SOURCE PASSAGE —
##########

55.      INCLUDE UPDATED ACCOUNTANTS' CONSENTS WITH ALL AMENDMENTS TO THE
         FILING.

         The Company has included an updated accountant's consent as Exhibit
23.2 to the Registration Statement.

Interim Condensed Financial Statements, page F-2
- ------------------------------------------------

General
- -------

56.      AS APPLICABLE, PLEASE REVISE YOUR UNAUDITED CONDENSED FINANCIAL
         STATEMENTS TO ALSO ADDRESS THE COMMENTS ISSUED BELOW IN CONNECTION WITH
         YOUR ANNUAL AUDITED FINANCIAL STATEMENTS.




Russell Mancuso, Esq.
September 14, 2007
Page 27


         The Company has revised its unaudited condensed combined financial
statements commencing on page F-2 of the Registration Statement to address the
comments issued below in connection with its annual audited financial
statements.

##########

Recorded data
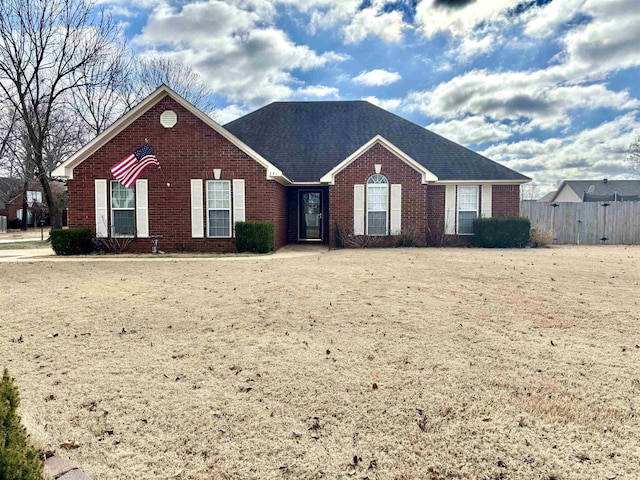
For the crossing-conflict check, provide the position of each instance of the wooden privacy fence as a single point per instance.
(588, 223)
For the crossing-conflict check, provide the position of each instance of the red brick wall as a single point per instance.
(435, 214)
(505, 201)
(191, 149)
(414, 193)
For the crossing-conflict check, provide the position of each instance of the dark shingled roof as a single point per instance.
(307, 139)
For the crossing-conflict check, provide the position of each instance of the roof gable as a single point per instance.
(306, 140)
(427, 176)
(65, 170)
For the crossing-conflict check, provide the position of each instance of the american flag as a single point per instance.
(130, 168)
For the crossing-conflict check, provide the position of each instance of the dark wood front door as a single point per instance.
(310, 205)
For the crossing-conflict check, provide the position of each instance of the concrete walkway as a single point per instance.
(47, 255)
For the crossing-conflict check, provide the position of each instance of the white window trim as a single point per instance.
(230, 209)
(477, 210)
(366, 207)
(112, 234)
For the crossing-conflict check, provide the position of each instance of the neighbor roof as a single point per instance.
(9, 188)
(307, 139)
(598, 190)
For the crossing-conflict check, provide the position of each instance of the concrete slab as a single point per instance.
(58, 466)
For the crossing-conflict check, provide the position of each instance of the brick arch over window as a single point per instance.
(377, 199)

##########

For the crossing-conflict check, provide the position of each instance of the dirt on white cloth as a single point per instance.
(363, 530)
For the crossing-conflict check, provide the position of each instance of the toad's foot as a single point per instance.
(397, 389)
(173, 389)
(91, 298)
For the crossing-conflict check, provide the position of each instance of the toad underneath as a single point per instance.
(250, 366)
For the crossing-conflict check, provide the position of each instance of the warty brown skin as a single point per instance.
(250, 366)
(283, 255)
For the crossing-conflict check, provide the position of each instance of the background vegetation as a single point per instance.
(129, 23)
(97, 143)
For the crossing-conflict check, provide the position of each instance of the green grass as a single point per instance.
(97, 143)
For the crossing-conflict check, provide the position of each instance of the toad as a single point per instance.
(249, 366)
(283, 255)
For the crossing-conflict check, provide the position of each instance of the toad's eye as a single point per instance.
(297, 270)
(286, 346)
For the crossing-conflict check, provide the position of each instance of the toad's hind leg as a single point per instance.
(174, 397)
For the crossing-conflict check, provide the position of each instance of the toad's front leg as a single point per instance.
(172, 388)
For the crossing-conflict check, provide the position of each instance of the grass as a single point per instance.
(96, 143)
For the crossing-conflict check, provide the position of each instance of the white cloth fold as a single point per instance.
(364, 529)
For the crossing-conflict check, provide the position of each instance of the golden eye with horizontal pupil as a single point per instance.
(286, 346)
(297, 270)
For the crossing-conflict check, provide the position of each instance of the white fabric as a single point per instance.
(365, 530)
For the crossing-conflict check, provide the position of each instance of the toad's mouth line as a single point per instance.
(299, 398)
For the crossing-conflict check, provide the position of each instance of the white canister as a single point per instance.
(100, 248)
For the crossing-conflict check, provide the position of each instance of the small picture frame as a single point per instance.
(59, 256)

##########

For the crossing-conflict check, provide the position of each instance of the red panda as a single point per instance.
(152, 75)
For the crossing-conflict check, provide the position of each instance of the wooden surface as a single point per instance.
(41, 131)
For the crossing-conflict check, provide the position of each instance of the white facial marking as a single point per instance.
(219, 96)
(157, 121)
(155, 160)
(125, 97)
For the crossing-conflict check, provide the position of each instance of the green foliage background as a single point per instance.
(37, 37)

##########

WHAT YOU NEED TO DO —
**A.** Decide whether each statement agrees with the comment-response passage. Answer yes or no for each, and quote the words of the passage that settle it.
(i) The Company included an updated accountant's consent as Exhibit 23.2.
(ii) The Company's revised unaudited condensed combined financial statements begin on page F-27 of the Registration Statement.
(iii) The page header gives the date September 14, 2007.
**B.** Please write what comes next in the comment-response passage, starting after its final sentence.

EXERCISE RESPONSES —
**A.**
(i) Yes: "The Company has included an updated accountant's consent as Exhibit 23.2 to the Registration Statement."
(ii) No: "commencing on page F-2 of the Registration Statement"
(iii) Yes: "September 14, 2007"

**B.**
Notes to Condensed Financial Statements, page F-5
- -------------------------------------------------

Note 1. Summary of Significant Accounting Policies, page F-5
- ------------------------------------------------------------

- -SAB 108--Misstatements in Prior Periods, page F-6
- --------------------------------------------------

57.      WE NOTE YOUR DISCLOSURE THAT YOU RECORDED A NET $22,000 ADJUSTMENT FOR
         ERRORS IN YOUR FINANCIAL STATEMENTS. PLEASE TELL US WHETHER THE
         ADJUSTMENT WAS RECORDED IN YOUR MARCH 31, 2007 OR 2006 FINANCIAL
         STATEMENTS. ADDITIONALLY, PLEASE TELL US HOW THIS ADJUSTMENT IS IN
         ACCORDANCE WITH SAB 108 WHICH IS REQUIRED TO BE ADOPTED IN YOUR
         FINANCIAL STATEMENTS FOR THE PERIOD ENDING AFTER NOVEMBER 15, 2006,
         WHICH IN YOUR CASE IS DECEMBER 31, 2006.

         The $22,000 was not recorded in the Company's financial statements, but
represents a $22,000 net effect of errors for the quarter. The Company did not
record an immaterial price testing error of $34,000 at December 31, 2005.
Correction of this price testing error during the first quarter would have
resulted in income of $34,000 which would have offset the $56,000 of expense
recognized during the first quarter.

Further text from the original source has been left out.